Please pull out every line in the lines below that contains the string "hood", treating uppercase and lowercase as different.
|---|
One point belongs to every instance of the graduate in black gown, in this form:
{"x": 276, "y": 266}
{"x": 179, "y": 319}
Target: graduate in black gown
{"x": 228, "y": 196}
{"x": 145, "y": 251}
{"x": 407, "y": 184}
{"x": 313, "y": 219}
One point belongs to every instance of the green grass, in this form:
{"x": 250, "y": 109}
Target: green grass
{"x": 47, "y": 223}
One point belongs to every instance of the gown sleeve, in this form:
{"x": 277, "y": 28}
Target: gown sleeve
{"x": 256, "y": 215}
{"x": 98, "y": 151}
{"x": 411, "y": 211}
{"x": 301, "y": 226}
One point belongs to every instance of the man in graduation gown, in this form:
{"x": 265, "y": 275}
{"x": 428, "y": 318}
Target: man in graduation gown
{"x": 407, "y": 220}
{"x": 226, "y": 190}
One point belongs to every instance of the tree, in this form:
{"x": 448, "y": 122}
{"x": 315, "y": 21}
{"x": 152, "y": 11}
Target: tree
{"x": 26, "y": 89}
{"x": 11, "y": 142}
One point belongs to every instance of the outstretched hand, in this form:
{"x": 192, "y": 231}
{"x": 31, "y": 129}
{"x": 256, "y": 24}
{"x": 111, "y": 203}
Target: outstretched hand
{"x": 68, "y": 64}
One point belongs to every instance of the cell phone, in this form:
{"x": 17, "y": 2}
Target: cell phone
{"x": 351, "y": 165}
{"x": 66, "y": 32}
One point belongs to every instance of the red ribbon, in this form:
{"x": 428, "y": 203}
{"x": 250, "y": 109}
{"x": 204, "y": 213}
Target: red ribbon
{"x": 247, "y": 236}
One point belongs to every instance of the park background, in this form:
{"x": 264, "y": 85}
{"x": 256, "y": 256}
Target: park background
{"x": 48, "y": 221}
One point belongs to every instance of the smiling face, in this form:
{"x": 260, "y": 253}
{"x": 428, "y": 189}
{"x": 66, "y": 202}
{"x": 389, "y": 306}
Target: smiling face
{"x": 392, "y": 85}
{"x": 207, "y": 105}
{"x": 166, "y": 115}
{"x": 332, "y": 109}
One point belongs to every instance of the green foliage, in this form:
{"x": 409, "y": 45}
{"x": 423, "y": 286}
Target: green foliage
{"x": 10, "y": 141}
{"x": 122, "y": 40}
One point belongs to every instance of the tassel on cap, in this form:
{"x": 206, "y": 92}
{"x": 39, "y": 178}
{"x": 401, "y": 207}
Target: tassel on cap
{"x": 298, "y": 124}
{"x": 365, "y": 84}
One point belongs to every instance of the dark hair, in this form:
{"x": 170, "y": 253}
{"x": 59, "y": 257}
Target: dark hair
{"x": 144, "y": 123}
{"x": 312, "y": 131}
|---|
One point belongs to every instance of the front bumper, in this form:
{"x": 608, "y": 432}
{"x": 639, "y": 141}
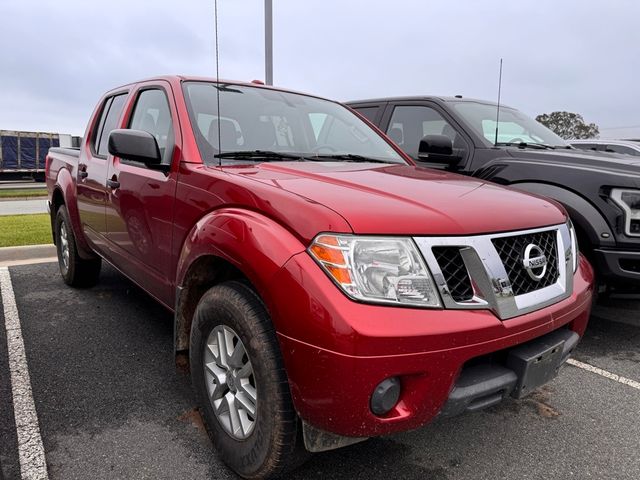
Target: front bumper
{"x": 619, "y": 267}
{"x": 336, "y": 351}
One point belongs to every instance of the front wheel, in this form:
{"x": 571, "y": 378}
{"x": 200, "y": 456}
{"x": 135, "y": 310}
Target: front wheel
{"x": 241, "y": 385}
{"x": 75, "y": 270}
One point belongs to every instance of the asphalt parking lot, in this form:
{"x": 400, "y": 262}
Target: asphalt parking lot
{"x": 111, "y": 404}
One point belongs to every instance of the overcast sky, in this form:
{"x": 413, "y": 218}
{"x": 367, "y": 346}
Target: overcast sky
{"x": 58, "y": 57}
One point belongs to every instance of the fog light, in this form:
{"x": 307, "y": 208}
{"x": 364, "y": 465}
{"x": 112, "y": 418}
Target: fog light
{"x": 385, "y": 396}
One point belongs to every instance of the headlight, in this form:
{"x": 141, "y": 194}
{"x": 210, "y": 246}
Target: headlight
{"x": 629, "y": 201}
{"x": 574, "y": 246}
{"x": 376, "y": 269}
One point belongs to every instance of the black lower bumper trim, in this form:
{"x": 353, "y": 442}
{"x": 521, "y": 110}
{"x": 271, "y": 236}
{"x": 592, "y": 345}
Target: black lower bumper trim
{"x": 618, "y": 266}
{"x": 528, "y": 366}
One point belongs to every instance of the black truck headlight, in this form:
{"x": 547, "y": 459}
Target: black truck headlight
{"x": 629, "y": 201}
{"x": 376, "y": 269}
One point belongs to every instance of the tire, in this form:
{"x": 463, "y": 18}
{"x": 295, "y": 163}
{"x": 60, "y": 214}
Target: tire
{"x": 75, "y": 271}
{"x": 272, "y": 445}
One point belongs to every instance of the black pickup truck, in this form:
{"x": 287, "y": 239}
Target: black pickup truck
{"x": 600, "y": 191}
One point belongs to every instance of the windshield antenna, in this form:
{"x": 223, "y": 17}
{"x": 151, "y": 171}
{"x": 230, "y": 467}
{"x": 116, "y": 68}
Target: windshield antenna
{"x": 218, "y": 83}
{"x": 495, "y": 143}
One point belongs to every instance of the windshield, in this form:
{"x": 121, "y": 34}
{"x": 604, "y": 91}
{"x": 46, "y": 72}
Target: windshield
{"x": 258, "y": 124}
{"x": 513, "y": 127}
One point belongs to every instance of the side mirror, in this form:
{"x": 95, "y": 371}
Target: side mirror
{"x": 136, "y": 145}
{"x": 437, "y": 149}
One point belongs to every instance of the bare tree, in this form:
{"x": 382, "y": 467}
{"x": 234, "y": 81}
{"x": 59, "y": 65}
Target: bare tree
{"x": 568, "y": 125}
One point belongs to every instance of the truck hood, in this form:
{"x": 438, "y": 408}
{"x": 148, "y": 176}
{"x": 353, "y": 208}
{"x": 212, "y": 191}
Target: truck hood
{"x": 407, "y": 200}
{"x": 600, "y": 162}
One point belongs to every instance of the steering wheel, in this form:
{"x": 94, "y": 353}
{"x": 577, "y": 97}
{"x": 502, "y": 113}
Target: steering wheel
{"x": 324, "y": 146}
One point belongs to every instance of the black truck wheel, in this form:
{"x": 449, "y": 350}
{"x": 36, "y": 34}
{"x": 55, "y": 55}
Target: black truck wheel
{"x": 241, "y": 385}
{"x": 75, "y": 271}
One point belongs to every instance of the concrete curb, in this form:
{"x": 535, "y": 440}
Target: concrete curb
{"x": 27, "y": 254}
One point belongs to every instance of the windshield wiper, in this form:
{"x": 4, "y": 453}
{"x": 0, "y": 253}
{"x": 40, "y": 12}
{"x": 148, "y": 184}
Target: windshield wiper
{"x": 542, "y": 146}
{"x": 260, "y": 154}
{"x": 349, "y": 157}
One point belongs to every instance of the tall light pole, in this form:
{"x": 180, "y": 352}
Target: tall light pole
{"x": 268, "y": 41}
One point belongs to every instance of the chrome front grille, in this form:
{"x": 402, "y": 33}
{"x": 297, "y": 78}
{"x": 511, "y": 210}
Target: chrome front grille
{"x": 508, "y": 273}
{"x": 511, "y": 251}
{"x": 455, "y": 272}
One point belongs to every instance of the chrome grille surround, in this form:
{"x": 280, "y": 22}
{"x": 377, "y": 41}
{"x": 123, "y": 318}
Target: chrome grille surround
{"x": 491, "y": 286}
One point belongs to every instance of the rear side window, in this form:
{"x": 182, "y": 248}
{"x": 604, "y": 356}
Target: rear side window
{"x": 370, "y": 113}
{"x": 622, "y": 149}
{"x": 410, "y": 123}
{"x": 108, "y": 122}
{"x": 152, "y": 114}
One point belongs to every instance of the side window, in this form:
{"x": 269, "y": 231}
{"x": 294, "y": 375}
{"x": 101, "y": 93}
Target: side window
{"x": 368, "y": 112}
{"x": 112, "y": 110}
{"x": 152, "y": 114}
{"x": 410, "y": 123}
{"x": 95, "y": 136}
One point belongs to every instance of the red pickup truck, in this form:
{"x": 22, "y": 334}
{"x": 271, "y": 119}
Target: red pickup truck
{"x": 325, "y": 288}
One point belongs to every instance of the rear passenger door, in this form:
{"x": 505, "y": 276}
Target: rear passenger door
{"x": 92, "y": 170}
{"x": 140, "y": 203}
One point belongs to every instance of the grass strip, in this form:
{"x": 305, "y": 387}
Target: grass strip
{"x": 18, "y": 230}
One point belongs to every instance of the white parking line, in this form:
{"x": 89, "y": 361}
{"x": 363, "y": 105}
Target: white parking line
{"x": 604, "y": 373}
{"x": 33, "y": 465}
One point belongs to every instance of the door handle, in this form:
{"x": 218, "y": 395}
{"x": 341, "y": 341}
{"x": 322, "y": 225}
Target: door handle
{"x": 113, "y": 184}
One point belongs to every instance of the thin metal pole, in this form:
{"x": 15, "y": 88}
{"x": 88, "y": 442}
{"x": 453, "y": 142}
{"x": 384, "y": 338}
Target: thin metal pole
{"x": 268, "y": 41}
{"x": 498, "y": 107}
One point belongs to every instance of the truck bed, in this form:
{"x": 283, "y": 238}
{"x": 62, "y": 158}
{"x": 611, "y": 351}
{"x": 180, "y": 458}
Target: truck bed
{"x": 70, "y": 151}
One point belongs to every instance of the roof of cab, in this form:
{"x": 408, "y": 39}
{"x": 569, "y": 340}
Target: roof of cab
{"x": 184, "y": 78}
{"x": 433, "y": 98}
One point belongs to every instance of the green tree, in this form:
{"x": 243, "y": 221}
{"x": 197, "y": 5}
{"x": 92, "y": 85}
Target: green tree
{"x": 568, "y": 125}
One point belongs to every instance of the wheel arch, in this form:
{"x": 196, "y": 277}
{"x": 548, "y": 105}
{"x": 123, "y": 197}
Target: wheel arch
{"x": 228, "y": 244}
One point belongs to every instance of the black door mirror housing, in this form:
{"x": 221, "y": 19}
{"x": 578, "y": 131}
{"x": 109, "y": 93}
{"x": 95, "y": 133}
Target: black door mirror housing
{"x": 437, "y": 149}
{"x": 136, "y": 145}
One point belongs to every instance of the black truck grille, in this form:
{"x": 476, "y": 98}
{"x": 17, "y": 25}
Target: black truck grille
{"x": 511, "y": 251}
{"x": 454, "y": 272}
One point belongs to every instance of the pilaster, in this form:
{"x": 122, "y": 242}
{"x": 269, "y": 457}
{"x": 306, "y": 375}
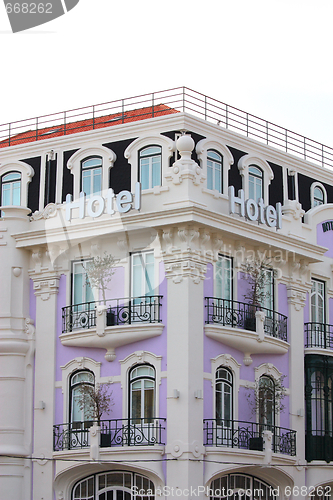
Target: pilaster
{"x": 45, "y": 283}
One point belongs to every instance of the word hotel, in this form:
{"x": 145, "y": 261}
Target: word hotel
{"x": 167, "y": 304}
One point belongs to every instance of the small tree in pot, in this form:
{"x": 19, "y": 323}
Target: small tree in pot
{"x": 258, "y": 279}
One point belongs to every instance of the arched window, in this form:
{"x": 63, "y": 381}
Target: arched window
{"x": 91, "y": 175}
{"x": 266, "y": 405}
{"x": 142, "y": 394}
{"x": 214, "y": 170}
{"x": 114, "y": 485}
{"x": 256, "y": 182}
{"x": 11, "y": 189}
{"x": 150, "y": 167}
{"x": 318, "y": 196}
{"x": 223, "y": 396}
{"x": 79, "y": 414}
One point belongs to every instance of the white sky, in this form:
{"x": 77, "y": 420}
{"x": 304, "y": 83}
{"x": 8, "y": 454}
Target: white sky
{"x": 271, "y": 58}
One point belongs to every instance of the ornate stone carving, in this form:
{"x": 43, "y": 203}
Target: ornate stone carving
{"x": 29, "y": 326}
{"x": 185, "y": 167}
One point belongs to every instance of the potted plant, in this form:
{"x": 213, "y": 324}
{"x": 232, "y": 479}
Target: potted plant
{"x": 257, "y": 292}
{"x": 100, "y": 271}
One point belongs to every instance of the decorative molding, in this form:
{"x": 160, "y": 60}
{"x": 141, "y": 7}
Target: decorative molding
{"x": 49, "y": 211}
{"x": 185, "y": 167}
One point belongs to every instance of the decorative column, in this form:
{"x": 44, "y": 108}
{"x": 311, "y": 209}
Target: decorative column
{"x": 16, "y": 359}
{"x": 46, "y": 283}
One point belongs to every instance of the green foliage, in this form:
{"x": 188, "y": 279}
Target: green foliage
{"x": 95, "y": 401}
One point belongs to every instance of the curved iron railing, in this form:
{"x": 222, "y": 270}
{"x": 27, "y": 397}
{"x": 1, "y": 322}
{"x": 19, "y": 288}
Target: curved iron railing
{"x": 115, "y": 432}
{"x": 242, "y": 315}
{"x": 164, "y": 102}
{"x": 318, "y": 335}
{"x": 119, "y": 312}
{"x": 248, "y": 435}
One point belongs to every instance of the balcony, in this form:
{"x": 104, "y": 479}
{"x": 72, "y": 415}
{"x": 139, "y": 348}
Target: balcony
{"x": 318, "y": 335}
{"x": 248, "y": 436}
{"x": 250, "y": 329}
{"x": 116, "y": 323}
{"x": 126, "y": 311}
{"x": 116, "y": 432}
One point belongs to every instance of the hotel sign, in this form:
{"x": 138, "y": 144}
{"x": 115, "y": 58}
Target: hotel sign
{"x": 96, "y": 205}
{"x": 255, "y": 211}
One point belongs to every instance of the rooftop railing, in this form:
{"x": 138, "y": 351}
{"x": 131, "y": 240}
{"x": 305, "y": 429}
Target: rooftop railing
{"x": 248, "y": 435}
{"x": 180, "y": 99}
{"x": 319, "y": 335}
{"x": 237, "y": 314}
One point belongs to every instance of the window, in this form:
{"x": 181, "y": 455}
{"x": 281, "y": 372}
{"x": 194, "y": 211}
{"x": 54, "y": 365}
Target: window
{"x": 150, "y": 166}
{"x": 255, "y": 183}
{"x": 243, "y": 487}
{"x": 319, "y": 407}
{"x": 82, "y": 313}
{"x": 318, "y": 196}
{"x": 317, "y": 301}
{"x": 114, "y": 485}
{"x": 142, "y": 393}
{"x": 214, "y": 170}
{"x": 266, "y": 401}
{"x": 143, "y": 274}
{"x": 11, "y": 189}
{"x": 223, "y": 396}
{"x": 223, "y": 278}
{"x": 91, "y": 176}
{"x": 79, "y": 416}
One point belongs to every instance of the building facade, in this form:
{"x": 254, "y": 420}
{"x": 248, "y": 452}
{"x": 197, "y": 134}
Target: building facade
|---|
(ANSWER):
One point belongs to every instance of the truck hood, in this form:
Target: truck hood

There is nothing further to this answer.